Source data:
***

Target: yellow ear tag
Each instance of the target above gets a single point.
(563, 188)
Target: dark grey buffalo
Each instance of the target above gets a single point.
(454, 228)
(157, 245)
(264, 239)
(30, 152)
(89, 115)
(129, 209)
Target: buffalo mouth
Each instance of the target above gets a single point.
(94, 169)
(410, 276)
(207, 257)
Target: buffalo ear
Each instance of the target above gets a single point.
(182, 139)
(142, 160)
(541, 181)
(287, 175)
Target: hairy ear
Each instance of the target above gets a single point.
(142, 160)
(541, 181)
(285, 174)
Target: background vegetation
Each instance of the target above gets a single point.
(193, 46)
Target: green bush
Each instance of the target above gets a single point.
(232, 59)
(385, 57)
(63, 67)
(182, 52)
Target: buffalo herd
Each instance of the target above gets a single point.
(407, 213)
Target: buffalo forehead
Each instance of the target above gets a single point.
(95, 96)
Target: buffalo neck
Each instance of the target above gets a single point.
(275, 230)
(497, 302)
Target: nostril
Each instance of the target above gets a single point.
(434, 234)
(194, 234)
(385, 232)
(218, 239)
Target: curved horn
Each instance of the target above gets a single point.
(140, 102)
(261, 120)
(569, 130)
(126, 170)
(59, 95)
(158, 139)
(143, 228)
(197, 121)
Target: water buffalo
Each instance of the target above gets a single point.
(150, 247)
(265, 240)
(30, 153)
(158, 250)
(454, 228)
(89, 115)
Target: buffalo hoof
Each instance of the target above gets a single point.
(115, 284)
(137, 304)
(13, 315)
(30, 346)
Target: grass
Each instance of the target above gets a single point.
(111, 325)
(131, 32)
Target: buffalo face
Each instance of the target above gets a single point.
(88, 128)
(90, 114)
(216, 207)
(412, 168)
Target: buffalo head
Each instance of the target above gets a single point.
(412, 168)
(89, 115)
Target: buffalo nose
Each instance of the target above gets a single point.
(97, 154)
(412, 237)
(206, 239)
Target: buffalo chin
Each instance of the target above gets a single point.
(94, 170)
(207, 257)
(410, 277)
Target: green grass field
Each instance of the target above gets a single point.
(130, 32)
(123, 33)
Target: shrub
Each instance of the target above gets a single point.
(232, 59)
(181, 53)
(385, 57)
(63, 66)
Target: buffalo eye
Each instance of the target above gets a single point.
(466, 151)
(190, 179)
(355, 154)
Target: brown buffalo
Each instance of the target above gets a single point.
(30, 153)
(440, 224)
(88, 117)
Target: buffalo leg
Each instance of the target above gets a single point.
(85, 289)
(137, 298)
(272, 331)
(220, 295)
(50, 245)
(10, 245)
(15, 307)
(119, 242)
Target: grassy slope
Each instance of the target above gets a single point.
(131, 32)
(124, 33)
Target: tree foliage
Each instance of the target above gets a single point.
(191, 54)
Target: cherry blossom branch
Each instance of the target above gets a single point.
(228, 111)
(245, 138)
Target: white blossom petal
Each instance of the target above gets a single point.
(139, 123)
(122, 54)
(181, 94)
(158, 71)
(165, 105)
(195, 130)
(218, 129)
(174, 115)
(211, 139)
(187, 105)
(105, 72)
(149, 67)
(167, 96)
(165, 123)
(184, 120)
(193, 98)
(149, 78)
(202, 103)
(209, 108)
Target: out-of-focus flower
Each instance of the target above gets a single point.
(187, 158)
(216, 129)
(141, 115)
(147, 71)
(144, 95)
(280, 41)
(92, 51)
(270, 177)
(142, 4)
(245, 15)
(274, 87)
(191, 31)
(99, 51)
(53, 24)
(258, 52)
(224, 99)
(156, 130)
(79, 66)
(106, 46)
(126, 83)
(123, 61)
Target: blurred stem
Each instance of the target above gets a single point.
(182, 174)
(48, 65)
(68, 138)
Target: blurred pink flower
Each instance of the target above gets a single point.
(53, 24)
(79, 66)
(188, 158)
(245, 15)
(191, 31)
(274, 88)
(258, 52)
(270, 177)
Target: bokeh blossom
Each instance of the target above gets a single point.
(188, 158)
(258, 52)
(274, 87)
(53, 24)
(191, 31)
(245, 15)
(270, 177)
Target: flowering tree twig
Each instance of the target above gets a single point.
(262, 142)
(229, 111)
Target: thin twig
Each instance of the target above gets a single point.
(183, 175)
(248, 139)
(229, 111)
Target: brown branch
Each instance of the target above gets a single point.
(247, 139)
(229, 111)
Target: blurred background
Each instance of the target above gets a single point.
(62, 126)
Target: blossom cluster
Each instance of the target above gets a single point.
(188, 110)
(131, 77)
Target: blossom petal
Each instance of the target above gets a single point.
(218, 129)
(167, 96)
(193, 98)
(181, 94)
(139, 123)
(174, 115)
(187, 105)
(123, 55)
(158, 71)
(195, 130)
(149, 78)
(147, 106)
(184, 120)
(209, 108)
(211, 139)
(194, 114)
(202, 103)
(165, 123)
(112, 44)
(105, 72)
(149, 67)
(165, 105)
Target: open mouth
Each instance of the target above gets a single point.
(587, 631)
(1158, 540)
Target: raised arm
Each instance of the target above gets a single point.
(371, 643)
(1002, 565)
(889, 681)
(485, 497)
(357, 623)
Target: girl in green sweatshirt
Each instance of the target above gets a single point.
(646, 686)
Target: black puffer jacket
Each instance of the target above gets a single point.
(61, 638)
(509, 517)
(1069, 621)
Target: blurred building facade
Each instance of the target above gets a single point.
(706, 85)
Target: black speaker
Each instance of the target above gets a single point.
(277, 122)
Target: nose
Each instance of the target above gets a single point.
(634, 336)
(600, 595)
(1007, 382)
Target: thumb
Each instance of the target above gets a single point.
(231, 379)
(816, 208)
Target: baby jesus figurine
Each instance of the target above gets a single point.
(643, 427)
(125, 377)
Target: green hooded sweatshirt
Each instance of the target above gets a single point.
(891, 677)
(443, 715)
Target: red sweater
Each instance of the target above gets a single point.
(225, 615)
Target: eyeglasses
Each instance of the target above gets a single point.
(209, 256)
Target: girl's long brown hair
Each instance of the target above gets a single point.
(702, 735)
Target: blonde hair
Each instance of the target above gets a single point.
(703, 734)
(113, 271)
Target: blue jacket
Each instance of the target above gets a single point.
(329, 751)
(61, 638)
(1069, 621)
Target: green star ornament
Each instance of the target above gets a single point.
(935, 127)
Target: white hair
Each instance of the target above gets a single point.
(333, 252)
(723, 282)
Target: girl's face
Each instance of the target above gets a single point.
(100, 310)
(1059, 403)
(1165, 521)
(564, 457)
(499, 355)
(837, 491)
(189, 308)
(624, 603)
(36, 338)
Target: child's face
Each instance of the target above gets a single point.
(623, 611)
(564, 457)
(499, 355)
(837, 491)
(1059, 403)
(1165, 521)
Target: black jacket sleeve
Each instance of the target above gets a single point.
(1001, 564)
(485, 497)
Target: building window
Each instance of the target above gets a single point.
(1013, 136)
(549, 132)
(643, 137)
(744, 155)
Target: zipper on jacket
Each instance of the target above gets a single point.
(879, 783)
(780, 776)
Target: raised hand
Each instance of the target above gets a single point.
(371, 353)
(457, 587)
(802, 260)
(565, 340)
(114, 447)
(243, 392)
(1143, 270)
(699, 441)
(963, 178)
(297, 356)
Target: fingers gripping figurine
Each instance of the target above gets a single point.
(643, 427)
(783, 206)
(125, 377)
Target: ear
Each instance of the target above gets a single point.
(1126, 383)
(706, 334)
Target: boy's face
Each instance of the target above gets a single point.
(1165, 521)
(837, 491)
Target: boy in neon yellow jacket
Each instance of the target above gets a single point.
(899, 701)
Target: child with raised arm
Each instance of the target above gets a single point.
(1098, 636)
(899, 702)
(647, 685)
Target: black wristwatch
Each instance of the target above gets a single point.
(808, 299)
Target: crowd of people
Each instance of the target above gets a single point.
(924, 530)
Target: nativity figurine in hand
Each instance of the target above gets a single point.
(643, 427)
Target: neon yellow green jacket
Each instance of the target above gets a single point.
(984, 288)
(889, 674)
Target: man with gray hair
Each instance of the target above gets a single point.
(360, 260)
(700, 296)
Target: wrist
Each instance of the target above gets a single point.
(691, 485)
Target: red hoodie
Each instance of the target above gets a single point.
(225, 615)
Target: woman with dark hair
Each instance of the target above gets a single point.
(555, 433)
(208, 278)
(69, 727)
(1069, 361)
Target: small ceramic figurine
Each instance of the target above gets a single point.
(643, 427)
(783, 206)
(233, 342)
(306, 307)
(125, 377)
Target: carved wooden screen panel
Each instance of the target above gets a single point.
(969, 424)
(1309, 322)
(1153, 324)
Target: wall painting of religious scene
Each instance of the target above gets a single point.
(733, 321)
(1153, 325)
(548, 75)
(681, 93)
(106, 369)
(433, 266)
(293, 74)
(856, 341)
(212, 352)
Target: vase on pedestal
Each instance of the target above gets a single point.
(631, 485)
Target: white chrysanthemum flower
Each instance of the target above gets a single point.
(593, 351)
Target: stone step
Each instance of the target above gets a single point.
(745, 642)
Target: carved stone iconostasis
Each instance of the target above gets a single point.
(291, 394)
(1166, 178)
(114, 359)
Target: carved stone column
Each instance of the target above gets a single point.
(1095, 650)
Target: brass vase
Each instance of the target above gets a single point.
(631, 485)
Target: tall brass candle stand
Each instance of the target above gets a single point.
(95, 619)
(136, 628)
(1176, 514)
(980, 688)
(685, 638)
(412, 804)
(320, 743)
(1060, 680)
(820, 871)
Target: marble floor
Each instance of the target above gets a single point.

***

Task brief: Retype exactly the lines from the start of the entries through the one with "Target: hairy ear"; include both ends.

Answer for this exercise:
Target: yellow ear tag
Each instance of the target above gets a single point.
(563, 188)
Target: dark grey buffalo
Each instance of the target above gets a single point.
(454, 228)
(157, 245)
(264, 239)
(30, 152)
(89, 115)
(129, 209)
Target: buffalo mouth
Each instance of the target above gets a single point.
(94, 169)
(410, 276)
(207, 257)
Target: buffalo ear
Each instance of the target above gets a single point.
(182, 139)
(142, 160)
(541, 181)
(287, 175)
Target: hairy ear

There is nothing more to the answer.